**TRECHO DO TEXTO**
Por Sônia Weidner Maluf, para Desacato.info.
Considero praticamente impossível qualquer debate sobre a universidade ou sobre projetos para nossa universidade hoje sem que se discuta o contexto do golpe de 2016 e a necessidade de lutar contra esse golpe, contra os desmontes e pelo retorno da democracia. Não querer debater já é de certa forma tomar posição.
No entanto, não vi em todo o processo eleitoral da UFSC em nenhum dos candidatos, essa energia e disposição de, enquanto futuro dirigente máximo da instituição, posicionar-se de forma firme na defesa da democracia – que neste momento, ao meu ver, passa necessariamente pela defesa irrestrita da liberdade de Lula e de seu direito a ser candidato. O Brasil tem hoje um preso político.
Ou melhor formulado, o Brasil tem como preso político um presidente que fez história em relação à educação e à universidade pública no Brasil. Ele não só construiu 18 novas universidades e dezenas de campi e Institutos Federais. Foi nos últimos 13 anos que o ensino superior e a pesquisa viveram seu momento mais farto de recursos. Nunca houve tantos editais de bolsas, de pesquisas, e extensão, de ensino. Laboratórios foram aparelhados, projetos em todas as áreas do conhecimento foram desenvolvidos com apoio dos ministérios da educação e de ciência e tecnologia.
Foi durante esses 13 anos, e particularmente nos governos Lula, que políticas de inclusão e permanência foram aplicadas de forma ampla e profunda, transformando a cara da universidade brasileira. Nunca tivemos a entrada de tantos e tantas estudantes vindas/os de escolas públicas, negras/os e pardas/as, indígenas e quilombolas. Nunca houve tantas políticas de permanência e combatendo a evasão escolar.
Particularmente a UFSC foi beneficiária dessas políticas.

**TAREFAS OBRIGATÓRIAS**
- a) Repita fielmente o trecho do texto sobre a universidade pública que se abre com as palavras que contêm "Foi durante esses" e se fecha com "beneficiária dessas políticas.".
- b) Dê prosseguimento ao texto sobre a universidade pública, começando logo após a última frase apresentada.
As entradas constituem um material à parte, independente do texto sobre a universidade pública.

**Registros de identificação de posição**
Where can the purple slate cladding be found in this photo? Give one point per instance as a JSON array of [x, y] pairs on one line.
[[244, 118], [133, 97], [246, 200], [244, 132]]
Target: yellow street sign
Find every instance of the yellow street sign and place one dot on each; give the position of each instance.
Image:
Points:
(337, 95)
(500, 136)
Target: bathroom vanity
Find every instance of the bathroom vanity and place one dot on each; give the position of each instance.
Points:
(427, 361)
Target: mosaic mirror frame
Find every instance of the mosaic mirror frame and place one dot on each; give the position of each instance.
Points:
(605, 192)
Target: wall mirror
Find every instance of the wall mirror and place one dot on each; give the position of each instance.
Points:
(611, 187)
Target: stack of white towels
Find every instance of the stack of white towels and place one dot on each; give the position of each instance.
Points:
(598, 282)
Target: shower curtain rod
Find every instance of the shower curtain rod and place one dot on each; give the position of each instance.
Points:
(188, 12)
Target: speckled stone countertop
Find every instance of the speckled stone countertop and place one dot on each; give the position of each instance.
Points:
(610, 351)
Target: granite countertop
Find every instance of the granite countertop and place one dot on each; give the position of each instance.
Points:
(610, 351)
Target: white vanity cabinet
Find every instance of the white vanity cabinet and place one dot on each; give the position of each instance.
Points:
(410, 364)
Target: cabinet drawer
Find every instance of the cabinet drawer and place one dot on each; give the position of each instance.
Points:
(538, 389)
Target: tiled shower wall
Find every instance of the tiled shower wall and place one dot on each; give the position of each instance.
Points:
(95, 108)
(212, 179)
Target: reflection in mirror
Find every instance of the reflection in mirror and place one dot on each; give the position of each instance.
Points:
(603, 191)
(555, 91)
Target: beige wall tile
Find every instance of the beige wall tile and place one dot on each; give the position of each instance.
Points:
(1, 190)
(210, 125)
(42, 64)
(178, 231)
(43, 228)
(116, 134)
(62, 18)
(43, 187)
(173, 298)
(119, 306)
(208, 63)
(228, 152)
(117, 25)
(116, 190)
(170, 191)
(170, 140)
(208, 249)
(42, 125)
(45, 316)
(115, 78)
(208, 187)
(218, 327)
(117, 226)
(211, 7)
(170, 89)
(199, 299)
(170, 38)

**RESPOSTAS**
- a)
Foi durante esses 13 anos, e particularmente nos governos Lula, que políticas de inclusão e permanência foram aplicadas de forma ampla e profunda, transformando a cara da universidade brasileira. Nunca tivemos a entrada de tantos e tantas estudantes vindas/os de escolas públicas, negras/os e pardas/as, indígenas e quilombolas. Nunca houve tantas políticas de permanência e combatendo a evasão escolar.
Particularmente a UFSC foi beneficiária dessas políticas.

- b)
Hoje o parque científico e sua soberania estão em pleno processo de desmonte. Projetos importantes da UFSC estão sem recursos, estudantes que precisam de apoio e bolsas estão em situação de alta vulnerabilidade estudantil, com grande risco de não conseguirem terminar seus estudos. Em dois anos, décadas de investimento na educação e na ciência e tecnologia estão sendo desmontados.
O que os candidatos que chegaram ao segundo turno têm a dizer sobre isso?
É compreensível a dificuldade em enfrentar as grandes questões em um momento de trauma da UFSC com a morte do reitor Cancellier e com as ações abusivas e inconstitucionais da PF e do MPF em nossa universidade. Só não vamos esquecer que as ações abusivas começaram muito antes, em 2014, em uma incursão violenta e injustificada da PF e da PM no campus central, mais precisamente no bosque do CFH.
Mas mesmo entendendo a dificuldade do momento, como é possível discutir projetos para a universidade de forma alienada em relação ao contexto nacional? Que forças terá a instituição para impor suas necessidades, garantir sua missão de produzir um conhecimento voltado à inclusão, à justiça e ao combate às desigualdades sociais?
O grande temor é de um acomodamento à nova cena política e adoção de um pragmatismo institucional que na prática significa (e já significou) o adesismo ao governo golpista e ao que este pretende impor às universidades públicas: a retirada do financiamento público e a gradativa privatização. Esse pragmatismo aparece por exemplo nas propostas de resolver o problema de financiamento de pesquisa com as “parcerias público-privadas” propostas pela atual gestão, que adotou esse pragmatismo perverso desde a primeira hora. Lembro da pergunta que fiz ao pró-reitor de Pesquisa naquele momento em relação a como as áreas de Humanas obteriam financiamento para pesquisa baseadas nesse pragmatismo? O que teríamos para “vender” para a iniciativa privada”?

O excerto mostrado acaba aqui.